[Text]
•••

A workman who died at a primary school in Crawley was hit on the head with a falling manhole cover.
Daniel Yeowell, 26, of Gillingham, Kent, died after sustaining severe injuries to his face and head while working on a building project Langley Green Primary School in Crawley.
Not a day goes by when we don’t think of what he would be doing now had he not died so tragically young.A statement by Daniel Yeowell’s family
A jury inquest into his death was held at County Hall North, Horsham, concluded today (June 3).
The jury found unsafe equipment used by the workers and the level of supervision on the day contributed to Mr Yeowell’s death.
Daniel Yeowell, was working for subcontractors Hague Construction Ltd, was fitting a pipe in a 1.5 metre deep manhole when the chains when a cover being lifted into place came loose.
He was taken by air ambulance to the Royal London Hospital on October 4, 2013 but died on October 7.
A statement from Daniel Yeowell’s family said: “Daniel was a much loved son, brother and colleague, we all miss him very much.
“Not a day goes by when we don’t think of what he would be doing now had he not died so tragically young.
“We welcome the findings of the coroner, Penelope Schofield and hope that through her findings the chances of something like this happening to anyone else are significantly reduced.”
The jury recorded a unanimous narrative conclusion.
They found the team used an ‘unsafe’ combination of lifting equipment to move the manhole cover and said ‘unsafe equipment’ and the level of supervision on the site were relevant factors which lead to Mr Yeowell’s death.
Daniel Clark, site foreman for Hague Construction Ltd, was away on a course on the day of the accident.
The jury concluded Mr Yeowell’s colleagues, Kevin Foster and Ryan Davies, were not ‘competent’ to carry out their roles – another factor which lead to Mr Yeowell’s death.
The jury also found the lift was not ‘adequately’ planned.
Zahra Nanji, the lawyer representing the family, from law firm Leigh Day, said: “The coroner’s narrative verdict clearly shows that adherence to all Health and Safety Regulations is important.

•••

[Study questions]
1) List every person the report on the workman's death names.
2) According to the report on the workman's death, which hospital was Daniel Yeowell taken to by air ambulance?
3) Write the next few sentences of the report on the workman's death at Langley Green Primary School, picking up after its final sentence.

[Provided data]
•••

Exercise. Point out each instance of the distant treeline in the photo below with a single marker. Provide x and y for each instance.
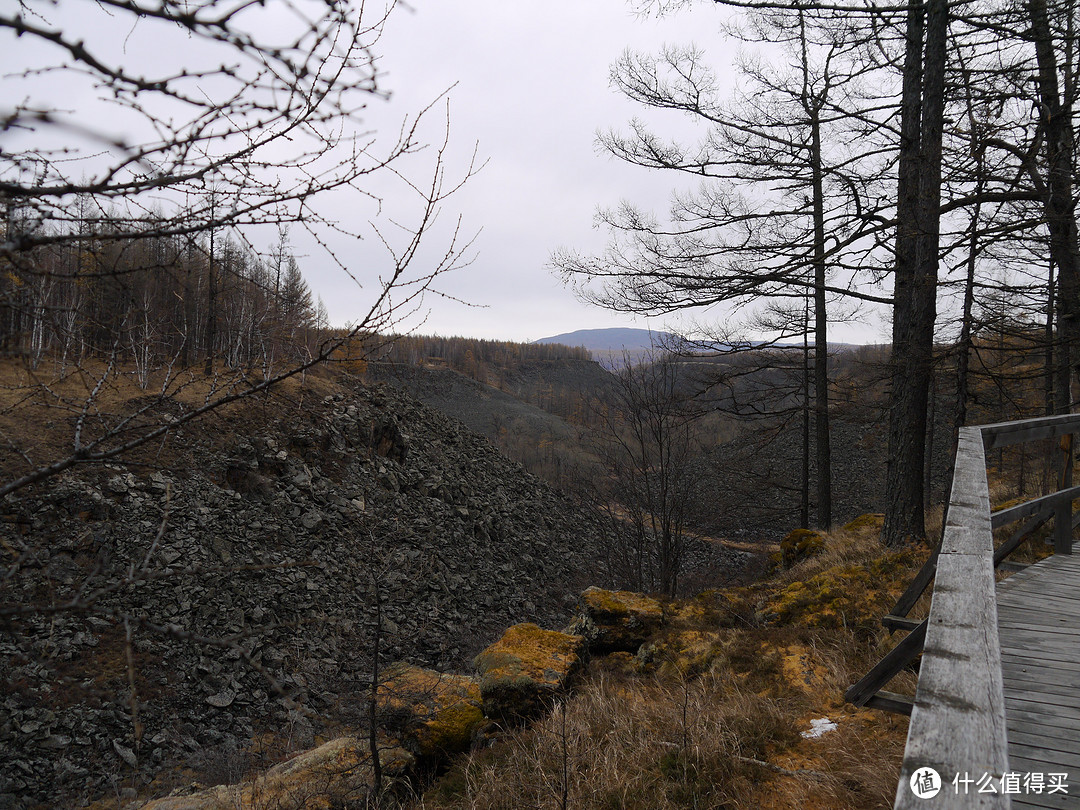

•••

[Solved tasks]
1) Daniel Yeowell, Penelope Schofield, Daniel Clark, Kevin Foster, Ryan Davies, Zahra Nanji

2) The Royal London Hospital.

3)
“The tragic death of Daniel highlights that even failures which may seem small at the time can have truly devastating consequences.”
Inspector Andrew Cousins, from the Health and Safety Executive (HSE) was called to Langley Green Primary School to investigate the incident.
He said lifting work was a ‘potentially dangerous activity’ which should be planned ‘properly’ to mitigate the danger.
“The plan is about having a sensible clear way of under taking a dangerous activity,” Mr Cousins told the court.
“They may have been doing this activity several times but this activity needs to be properly planned.”
Hague Construction Ltd, who were contracted by West Sussex County Council contractors Balfour Beatty, had not provided a written plan for lifting.
The jury heard the workmen did not use a shackle to fit the chains for the lift.
Eyewitness Kristoffer Hoath, who was also working on another part of the site, said he recalled seeing Mr Yeowell in the hole and the manhole cover ‘horizontal’ before it detached from the chain.
Ryan Davies, ground worker, had asked Mr Keowell to get out of the hole but ‘jumped in’ after the accident to make sure he was okay.
Kevin Foster, who was driving the excavator machine which was lifting the cover, said he had ‘no direct training in attaching loads’ at the time of the accident.